--- Required task ---
Show each line of the material that contains the string "black". Matching is case-sensitive.

[Extracted records]
* START *

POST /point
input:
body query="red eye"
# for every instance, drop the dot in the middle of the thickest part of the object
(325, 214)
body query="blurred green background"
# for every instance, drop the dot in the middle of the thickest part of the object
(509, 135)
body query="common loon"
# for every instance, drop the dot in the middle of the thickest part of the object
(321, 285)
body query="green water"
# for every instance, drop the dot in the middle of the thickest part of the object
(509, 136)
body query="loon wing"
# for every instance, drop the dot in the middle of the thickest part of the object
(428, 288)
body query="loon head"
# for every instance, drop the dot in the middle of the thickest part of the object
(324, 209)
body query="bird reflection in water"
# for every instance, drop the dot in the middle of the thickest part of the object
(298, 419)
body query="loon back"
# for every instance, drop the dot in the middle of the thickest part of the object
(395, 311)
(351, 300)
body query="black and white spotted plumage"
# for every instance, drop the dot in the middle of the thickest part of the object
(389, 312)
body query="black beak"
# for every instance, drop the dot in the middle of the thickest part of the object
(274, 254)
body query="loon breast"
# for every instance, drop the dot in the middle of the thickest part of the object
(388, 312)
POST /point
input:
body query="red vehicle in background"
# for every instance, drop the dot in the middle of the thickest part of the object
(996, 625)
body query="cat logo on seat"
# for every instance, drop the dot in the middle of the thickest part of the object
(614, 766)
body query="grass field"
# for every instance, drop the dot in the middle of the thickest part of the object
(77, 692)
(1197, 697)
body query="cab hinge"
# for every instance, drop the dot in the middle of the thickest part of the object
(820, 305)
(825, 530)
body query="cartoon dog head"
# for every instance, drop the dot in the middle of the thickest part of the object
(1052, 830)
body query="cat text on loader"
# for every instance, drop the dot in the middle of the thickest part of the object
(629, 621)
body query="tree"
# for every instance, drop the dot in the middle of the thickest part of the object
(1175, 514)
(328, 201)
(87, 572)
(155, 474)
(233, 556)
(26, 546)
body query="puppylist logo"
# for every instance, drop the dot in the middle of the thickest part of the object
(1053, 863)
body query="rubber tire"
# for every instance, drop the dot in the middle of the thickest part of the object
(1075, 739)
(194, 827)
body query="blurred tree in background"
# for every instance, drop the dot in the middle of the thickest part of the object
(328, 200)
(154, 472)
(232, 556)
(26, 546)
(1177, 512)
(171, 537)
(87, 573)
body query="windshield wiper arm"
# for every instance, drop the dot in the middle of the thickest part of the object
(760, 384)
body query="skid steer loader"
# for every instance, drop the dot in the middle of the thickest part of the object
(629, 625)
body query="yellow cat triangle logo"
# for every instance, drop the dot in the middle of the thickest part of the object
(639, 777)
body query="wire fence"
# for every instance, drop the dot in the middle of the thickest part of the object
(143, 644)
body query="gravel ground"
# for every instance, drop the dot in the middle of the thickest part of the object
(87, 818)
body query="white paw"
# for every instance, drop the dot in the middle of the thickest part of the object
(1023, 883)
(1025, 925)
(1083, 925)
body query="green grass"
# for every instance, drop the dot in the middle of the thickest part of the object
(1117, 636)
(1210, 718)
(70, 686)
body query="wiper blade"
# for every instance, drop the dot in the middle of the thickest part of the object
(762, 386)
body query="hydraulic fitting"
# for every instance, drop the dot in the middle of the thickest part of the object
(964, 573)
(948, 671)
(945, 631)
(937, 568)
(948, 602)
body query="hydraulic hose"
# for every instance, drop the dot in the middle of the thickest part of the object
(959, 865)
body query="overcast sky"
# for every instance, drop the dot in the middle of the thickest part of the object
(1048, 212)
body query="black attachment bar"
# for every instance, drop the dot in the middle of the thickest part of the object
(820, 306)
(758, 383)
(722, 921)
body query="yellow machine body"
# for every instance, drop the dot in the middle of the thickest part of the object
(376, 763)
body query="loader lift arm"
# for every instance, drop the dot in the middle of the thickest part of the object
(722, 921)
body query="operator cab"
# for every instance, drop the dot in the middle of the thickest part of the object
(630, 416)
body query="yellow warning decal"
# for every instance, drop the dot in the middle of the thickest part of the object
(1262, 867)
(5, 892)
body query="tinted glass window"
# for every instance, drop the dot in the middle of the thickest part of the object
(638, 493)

* END *

--- Problem solution ---
body query="black and white spotted plumage"
body query="black beak"
body query="black attachment bar"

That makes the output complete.